Texte proposé:
◇ ◇ ◇

En une génération, nous sommes passés d’un monde où il était difficile de trouver une réponse, où il fallait chercher dans des encyclopédies, demander à des experts… à un monde débordé par l’information, qui croule sous le nombre de prétendus experts, dépassé par cette encyclopédie géante qu’est l’internet. Face à cette surabondance de données, il devient essentiel de savoir faire le tri. La compétence majeure dans un monde surinformé sera l’esprit critique.

On n’enseigne pas l’esprit critique — ce serait encore imposer quoi penser — mais on peut offrir des outils pour le développer. De même qu’on sait tous parler, mais qu’on peut apprendre à mieux parler — plus clairement, plus efficacement, plus joliment — ; on peut aussi apprendre à mieux penser — de façon plus structurée, plus distincte, plus confiante.

Depuis cinq ans, j’enseigne aux étudiants d’HEC à faire le tri dans l’information qu’ils reçoivent de toutes parts. Je leur donne pour cela des outils simples, ceux qu’utilisait déjà Socrate : le questionnement maïeutique, le silence, le débat, la dialectique.

Profitons des vacances pour revoir les fondamentaux ! Quelques outils pour développer l’esprit critique :

Le questionnement maïeutique

Platon raconte, dans le Ménon, que le sculpteur Dédale avait fait des statues si belles, si ressemblantes à l’homme qu’elles pouvaient se mouvoir. Par conséquent, elles perdaient toute valeur : « qu’est-ce qu’un esclave qui ne cesse de s’enfuir ? ». Il fallait donc les attacher les unes aux autres, pour les retenir. Il en conclut que l’opinion vraie, comme les statues de Dédale, peut être très juste et très belle, mais que tant qu’elle n’est pas liée à une série de causes et d’effets, dans un système cohérent, elle ne formera jamais une science.

◇ ◇ ◇

Données enregistrées:
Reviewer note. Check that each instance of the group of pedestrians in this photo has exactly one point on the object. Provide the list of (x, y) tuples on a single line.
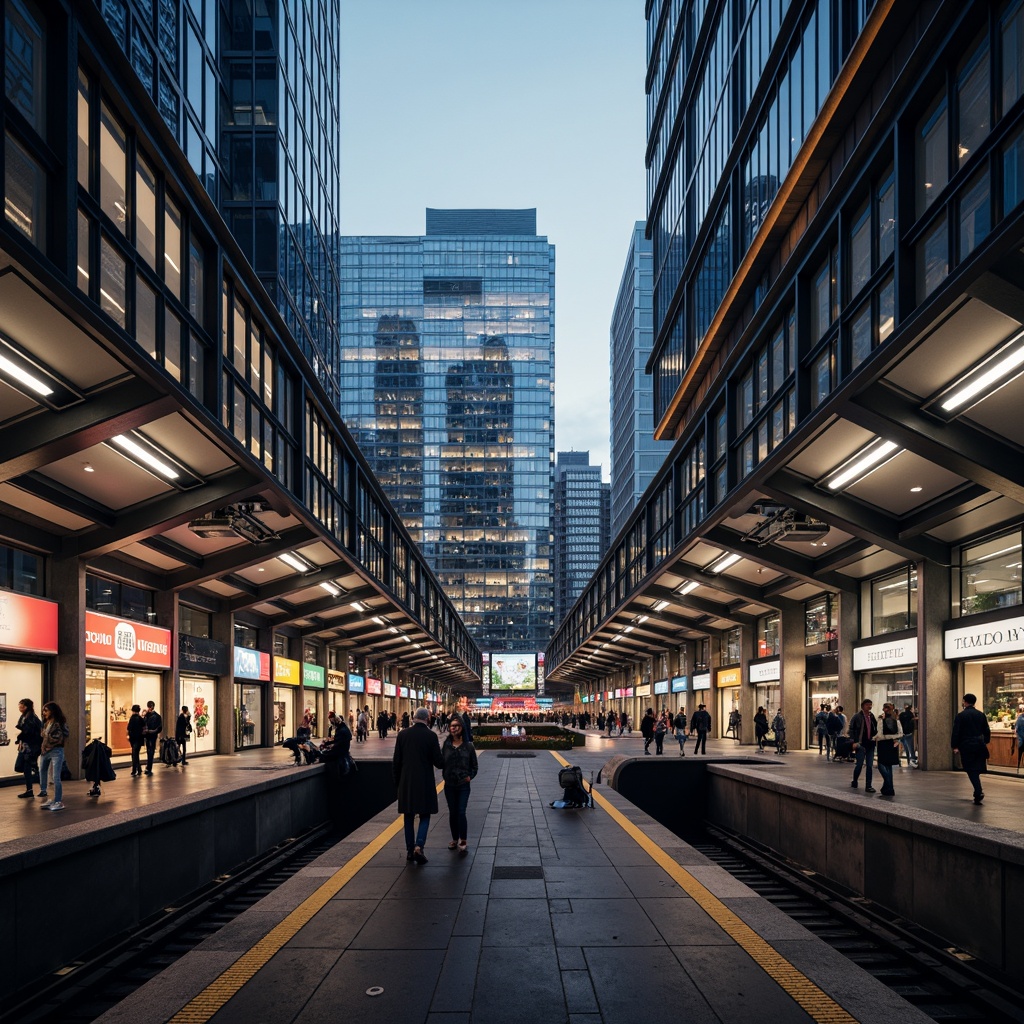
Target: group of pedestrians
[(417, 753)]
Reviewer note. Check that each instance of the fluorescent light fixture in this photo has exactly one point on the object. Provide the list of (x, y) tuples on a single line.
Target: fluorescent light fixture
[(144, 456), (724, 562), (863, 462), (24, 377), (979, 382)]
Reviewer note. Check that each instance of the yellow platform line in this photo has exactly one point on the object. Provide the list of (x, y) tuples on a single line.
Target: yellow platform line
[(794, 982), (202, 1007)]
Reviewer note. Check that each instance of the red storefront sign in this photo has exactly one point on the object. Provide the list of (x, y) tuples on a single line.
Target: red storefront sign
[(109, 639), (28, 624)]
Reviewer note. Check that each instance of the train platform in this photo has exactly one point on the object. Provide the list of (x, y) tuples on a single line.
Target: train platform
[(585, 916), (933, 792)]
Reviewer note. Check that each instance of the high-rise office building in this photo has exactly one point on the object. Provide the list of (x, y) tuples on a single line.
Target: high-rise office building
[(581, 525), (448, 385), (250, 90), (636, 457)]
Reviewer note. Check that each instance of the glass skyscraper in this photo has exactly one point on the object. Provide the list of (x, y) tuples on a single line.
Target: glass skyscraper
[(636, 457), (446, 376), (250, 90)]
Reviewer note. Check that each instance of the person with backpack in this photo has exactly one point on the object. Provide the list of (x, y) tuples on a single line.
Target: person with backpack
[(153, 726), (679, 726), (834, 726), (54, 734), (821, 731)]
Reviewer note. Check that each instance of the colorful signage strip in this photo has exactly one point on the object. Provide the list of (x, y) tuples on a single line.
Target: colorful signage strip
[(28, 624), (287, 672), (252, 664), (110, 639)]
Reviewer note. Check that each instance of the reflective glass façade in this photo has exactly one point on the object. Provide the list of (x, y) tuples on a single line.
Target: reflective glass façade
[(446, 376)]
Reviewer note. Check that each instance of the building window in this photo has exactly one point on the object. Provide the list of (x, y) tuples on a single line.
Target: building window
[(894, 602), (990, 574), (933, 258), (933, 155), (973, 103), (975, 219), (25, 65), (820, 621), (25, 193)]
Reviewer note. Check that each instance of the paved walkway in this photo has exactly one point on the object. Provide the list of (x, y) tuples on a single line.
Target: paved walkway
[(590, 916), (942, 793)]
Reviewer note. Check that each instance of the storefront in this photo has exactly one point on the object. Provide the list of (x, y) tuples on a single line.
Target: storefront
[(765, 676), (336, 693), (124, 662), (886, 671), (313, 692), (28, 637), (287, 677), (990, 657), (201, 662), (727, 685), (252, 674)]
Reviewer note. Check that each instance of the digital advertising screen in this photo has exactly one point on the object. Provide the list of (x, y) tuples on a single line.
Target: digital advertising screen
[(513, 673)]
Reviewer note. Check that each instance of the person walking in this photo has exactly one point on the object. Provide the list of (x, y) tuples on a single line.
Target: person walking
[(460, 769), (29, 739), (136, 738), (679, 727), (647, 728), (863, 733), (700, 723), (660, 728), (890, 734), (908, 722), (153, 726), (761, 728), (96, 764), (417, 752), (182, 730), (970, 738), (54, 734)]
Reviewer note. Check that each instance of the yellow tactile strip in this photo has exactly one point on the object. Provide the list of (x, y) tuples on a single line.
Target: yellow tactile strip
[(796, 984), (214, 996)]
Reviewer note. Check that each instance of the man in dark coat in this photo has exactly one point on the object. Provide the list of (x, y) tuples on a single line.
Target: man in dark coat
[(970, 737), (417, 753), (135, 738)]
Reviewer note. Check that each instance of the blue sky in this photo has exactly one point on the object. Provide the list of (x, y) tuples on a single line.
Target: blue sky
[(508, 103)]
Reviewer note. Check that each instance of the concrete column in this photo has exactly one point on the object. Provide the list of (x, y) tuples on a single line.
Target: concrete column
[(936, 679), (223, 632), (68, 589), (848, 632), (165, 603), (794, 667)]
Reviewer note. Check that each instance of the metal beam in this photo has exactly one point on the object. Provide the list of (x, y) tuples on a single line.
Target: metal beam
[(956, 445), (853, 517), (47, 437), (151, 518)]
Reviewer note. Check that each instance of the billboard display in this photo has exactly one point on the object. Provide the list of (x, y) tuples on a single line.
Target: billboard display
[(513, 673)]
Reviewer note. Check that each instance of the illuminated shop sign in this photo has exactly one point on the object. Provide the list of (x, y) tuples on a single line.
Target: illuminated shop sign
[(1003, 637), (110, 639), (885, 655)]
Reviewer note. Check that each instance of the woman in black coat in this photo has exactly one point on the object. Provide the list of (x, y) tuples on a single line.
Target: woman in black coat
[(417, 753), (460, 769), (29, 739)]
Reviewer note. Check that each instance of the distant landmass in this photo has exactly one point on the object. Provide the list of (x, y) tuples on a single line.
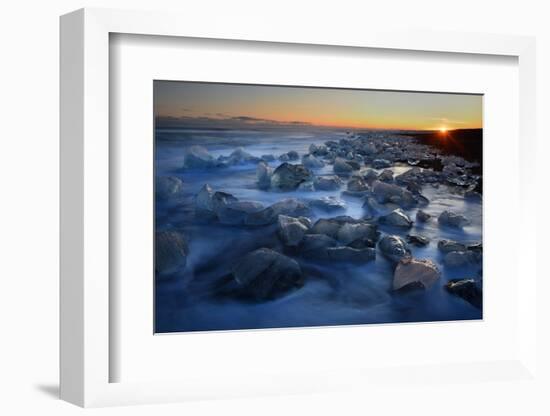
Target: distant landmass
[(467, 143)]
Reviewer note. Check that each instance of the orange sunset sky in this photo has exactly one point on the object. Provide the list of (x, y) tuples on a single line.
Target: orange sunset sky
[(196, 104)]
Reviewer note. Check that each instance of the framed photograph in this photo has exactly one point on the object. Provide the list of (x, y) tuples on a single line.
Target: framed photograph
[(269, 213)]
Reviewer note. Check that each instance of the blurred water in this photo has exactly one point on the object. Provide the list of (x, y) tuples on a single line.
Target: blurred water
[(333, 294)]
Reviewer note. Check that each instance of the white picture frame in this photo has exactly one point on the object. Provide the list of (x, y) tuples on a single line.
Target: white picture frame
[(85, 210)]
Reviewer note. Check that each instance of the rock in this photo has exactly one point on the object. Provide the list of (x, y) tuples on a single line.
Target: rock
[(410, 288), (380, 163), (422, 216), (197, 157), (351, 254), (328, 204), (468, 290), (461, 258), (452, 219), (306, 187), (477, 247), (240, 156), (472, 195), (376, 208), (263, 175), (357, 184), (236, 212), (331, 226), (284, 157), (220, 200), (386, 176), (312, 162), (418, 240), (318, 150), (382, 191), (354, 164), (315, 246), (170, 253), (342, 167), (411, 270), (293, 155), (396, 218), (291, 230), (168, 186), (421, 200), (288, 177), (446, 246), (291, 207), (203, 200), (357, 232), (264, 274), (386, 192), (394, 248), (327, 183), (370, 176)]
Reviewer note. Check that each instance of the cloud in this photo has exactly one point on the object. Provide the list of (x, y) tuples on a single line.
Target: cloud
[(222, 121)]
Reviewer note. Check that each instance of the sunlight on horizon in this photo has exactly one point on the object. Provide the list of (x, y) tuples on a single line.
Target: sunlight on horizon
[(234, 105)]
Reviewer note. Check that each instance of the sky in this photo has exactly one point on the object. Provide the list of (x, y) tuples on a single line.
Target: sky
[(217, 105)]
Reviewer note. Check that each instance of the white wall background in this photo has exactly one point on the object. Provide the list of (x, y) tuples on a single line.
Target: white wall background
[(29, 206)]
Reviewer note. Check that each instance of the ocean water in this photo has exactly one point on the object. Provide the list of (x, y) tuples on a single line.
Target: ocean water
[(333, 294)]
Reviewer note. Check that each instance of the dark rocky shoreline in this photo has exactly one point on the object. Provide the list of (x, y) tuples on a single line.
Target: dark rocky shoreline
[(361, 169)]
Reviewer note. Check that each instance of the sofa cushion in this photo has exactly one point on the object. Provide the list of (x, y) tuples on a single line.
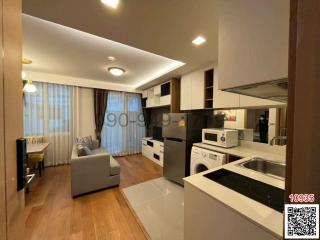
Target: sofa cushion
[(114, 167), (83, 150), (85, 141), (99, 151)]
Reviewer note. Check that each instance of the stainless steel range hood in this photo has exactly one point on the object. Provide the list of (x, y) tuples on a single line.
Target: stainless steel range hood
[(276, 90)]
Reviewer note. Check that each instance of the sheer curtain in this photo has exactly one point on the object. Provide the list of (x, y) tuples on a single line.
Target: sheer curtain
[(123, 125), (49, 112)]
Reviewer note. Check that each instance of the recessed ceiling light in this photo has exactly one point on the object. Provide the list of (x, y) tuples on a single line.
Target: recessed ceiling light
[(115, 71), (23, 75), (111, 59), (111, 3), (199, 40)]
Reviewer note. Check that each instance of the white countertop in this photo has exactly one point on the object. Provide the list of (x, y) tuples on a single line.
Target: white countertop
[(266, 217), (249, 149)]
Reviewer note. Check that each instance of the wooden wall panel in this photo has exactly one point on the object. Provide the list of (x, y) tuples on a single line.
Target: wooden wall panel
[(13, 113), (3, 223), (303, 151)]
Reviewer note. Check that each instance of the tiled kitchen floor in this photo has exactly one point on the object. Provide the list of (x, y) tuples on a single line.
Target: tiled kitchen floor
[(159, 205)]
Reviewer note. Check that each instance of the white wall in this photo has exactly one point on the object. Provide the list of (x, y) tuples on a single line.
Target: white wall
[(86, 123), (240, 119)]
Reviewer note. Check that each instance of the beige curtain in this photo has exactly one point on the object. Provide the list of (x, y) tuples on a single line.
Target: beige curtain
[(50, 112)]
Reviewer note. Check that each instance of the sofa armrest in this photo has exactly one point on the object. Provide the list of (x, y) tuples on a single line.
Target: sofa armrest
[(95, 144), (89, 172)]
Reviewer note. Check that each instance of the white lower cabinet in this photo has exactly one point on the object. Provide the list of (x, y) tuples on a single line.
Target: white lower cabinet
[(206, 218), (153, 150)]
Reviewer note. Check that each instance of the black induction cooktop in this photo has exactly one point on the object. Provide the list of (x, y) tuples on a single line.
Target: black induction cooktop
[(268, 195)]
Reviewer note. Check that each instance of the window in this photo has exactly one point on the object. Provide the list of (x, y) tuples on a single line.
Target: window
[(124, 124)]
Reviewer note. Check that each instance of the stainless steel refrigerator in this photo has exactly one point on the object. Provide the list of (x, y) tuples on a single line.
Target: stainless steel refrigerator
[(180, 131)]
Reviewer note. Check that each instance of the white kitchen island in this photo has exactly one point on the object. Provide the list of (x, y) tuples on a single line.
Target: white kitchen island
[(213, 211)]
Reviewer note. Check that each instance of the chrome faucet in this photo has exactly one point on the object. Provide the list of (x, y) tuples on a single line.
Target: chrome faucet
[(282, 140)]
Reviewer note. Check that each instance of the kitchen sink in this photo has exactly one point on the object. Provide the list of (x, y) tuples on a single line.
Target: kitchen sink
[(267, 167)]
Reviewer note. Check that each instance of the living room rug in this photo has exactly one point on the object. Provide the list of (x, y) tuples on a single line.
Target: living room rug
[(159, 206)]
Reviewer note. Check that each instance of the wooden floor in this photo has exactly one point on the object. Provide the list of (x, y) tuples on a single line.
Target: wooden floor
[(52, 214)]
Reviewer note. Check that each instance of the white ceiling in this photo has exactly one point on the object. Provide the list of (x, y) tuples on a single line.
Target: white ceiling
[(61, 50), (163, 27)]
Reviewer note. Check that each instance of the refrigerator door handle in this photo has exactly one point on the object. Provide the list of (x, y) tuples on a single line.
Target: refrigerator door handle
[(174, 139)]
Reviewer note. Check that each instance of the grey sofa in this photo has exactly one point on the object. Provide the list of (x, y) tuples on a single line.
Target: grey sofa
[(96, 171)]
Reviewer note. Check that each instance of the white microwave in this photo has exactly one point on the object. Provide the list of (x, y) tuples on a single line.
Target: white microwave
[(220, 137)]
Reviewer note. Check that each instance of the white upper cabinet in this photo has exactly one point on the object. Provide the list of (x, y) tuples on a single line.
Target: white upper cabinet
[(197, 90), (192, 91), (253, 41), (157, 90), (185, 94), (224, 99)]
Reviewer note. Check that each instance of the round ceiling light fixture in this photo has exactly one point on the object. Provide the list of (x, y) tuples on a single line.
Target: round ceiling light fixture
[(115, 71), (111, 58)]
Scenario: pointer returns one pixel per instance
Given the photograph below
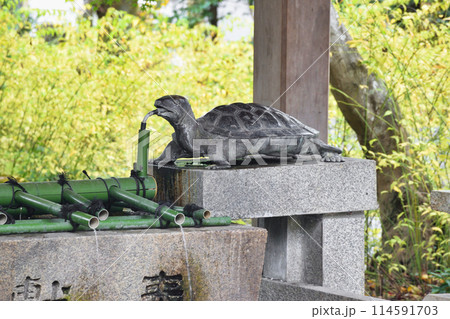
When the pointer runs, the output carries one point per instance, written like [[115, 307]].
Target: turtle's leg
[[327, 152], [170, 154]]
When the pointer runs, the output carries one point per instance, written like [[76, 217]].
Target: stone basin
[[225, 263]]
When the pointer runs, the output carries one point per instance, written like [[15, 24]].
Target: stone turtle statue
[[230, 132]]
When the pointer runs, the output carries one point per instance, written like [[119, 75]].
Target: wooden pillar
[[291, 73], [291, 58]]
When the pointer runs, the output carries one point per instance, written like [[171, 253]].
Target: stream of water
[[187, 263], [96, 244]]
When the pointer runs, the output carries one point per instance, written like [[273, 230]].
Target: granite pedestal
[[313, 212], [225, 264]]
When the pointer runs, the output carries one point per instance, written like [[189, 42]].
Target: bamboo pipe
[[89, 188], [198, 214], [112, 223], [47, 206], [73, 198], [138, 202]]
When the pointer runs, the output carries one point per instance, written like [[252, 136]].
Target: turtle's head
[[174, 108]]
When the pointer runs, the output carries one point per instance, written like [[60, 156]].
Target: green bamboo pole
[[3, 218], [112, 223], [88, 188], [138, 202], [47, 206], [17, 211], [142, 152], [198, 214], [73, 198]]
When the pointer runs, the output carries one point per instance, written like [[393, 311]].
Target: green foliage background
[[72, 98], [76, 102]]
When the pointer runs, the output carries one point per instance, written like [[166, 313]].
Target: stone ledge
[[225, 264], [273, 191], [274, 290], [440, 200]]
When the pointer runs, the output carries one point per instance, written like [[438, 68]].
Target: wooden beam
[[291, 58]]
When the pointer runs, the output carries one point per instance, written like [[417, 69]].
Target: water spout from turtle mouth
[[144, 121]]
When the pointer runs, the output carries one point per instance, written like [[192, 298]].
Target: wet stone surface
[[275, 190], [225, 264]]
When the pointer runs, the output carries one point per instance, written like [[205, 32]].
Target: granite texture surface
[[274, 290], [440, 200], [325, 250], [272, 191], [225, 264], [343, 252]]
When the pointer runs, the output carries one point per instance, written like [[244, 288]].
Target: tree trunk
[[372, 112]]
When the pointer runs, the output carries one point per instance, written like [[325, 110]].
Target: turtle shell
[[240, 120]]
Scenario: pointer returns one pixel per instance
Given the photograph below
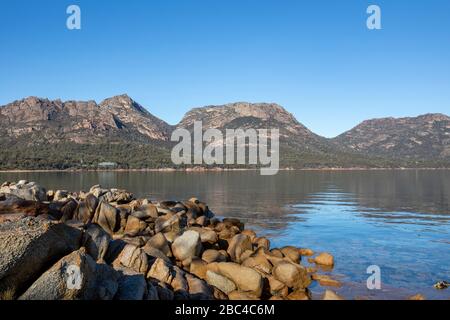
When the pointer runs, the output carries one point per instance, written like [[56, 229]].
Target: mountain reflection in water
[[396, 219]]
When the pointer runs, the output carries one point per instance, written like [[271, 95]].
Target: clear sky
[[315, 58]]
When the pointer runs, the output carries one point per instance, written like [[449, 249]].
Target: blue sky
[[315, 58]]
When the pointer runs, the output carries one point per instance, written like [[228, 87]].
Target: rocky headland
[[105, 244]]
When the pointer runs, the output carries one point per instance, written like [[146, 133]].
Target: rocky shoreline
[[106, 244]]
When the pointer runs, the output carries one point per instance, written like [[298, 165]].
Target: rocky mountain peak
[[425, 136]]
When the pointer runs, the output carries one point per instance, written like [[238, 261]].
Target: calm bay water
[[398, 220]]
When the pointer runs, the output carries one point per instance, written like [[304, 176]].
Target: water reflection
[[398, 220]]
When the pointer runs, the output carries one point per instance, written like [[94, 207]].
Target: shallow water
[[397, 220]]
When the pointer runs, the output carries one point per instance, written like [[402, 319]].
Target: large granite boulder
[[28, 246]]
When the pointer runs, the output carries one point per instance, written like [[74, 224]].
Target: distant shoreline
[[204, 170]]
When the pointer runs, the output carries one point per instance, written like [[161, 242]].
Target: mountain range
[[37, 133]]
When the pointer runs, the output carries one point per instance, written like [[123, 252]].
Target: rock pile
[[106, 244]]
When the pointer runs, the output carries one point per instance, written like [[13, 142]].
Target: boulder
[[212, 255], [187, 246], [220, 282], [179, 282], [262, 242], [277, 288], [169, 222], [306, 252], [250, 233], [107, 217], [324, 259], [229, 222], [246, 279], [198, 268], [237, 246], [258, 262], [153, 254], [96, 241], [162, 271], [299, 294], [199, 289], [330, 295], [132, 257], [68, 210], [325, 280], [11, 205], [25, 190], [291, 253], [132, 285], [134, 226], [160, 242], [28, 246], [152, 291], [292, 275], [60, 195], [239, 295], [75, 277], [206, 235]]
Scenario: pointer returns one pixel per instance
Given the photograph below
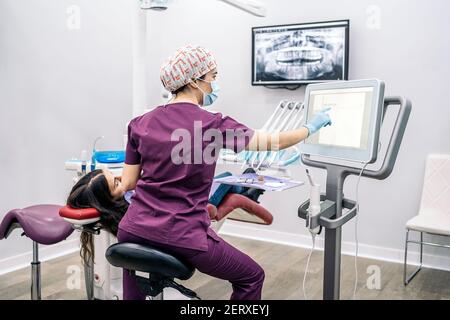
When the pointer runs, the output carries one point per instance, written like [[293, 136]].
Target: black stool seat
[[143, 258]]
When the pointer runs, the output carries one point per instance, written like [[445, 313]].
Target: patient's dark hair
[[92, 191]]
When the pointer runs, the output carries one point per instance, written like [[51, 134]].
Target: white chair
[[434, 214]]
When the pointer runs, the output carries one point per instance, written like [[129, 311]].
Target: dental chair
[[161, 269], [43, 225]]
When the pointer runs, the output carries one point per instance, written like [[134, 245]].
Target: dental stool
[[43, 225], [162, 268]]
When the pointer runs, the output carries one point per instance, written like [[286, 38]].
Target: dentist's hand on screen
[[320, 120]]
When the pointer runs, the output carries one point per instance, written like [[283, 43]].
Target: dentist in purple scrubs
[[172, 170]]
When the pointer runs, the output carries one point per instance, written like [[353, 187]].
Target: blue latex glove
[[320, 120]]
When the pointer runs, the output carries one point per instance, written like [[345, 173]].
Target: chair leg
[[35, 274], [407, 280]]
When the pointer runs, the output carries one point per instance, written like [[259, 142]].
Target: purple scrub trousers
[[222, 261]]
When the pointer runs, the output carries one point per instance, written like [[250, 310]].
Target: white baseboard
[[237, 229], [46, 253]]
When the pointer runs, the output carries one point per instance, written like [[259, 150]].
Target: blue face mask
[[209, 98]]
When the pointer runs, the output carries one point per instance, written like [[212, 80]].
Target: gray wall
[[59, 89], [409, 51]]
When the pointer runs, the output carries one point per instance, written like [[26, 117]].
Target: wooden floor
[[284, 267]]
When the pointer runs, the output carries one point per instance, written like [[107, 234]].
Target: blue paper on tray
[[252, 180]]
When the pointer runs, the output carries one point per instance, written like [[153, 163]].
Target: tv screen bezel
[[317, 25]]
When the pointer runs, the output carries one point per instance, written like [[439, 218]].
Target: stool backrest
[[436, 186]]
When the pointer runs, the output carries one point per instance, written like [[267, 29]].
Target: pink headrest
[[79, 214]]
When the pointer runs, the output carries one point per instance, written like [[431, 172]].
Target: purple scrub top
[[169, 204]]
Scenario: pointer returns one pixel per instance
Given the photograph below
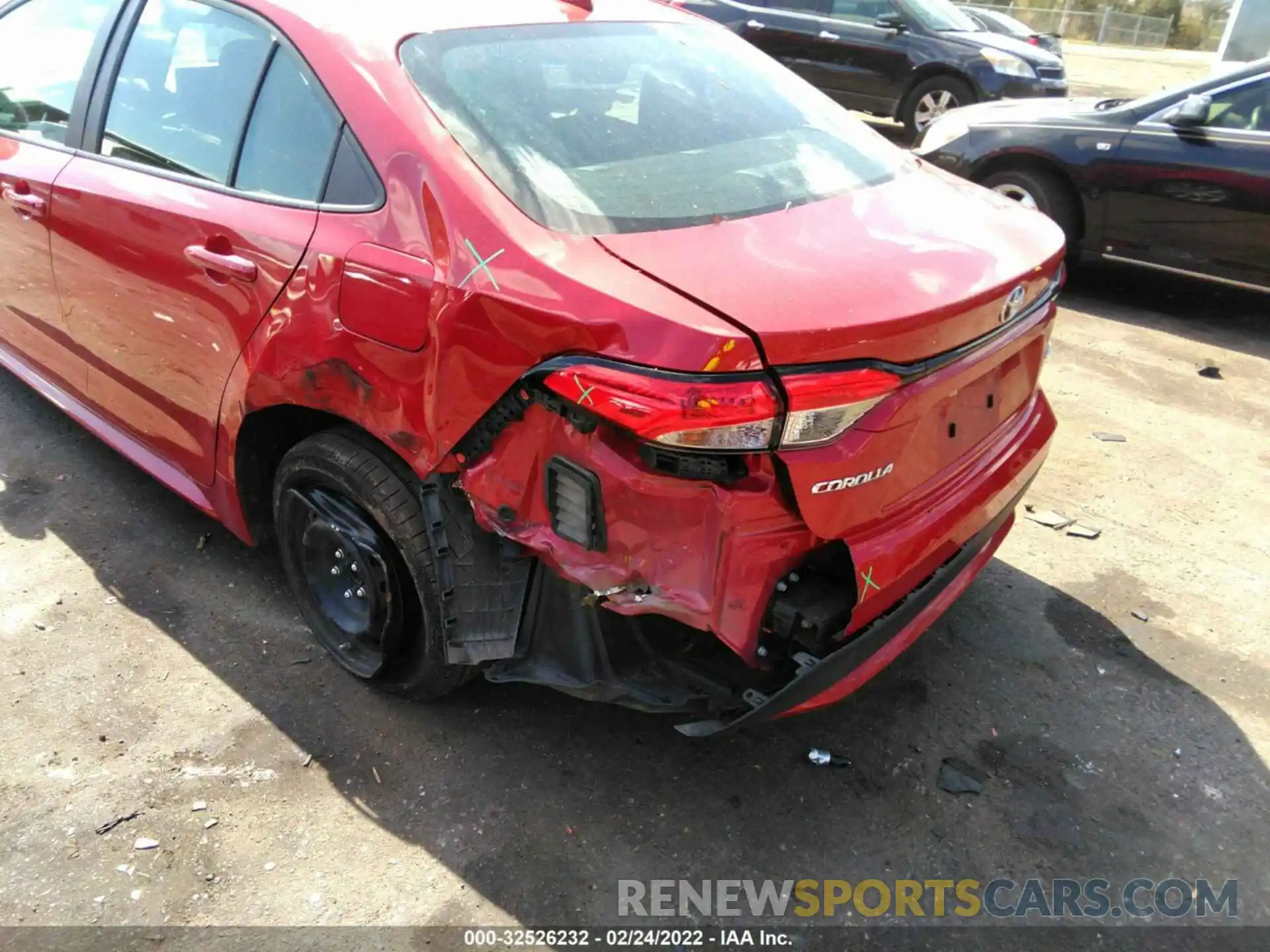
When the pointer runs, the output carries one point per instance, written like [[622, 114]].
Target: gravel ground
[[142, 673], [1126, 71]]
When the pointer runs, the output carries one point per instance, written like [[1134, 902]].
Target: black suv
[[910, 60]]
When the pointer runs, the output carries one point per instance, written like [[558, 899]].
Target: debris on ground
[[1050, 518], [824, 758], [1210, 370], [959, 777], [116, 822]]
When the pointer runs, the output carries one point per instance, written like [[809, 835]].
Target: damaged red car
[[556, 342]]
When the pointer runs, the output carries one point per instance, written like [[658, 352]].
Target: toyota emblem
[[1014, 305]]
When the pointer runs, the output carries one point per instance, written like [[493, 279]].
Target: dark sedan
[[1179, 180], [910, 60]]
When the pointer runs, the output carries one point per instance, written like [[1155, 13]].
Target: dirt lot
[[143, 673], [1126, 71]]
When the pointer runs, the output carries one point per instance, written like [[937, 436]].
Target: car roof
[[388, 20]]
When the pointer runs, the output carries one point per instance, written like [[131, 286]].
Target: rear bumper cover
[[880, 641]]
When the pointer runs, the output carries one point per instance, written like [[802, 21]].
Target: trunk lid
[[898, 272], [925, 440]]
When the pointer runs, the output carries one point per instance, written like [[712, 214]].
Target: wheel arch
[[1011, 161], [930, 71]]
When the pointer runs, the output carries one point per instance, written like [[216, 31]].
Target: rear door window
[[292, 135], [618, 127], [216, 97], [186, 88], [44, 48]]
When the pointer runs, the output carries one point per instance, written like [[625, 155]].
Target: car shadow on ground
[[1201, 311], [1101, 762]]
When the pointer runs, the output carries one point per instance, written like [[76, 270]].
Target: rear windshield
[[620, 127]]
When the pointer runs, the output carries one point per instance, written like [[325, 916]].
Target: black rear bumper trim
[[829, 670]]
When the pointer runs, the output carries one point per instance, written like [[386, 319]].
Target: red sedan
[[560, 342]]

◇ ◇ ◇

Citez le passage du texte sur l'esprit critique situé entre « On n’enseigne pas » et « distincte, plus confiante. », ces deux segments compris.

On n’enseigne pas l’esprit critique — ce serait encore imposer quoi penser — mais on peut offrir des outils pour le développer. De même qu’on sait tous parler, mais qu’on peut apprendre à mieux parler — plus clairement, plus efficacement, plus joliment — ; on peut aussi apprendre à mieux penser — de façon plus structurée, plus distincte, plus confiante.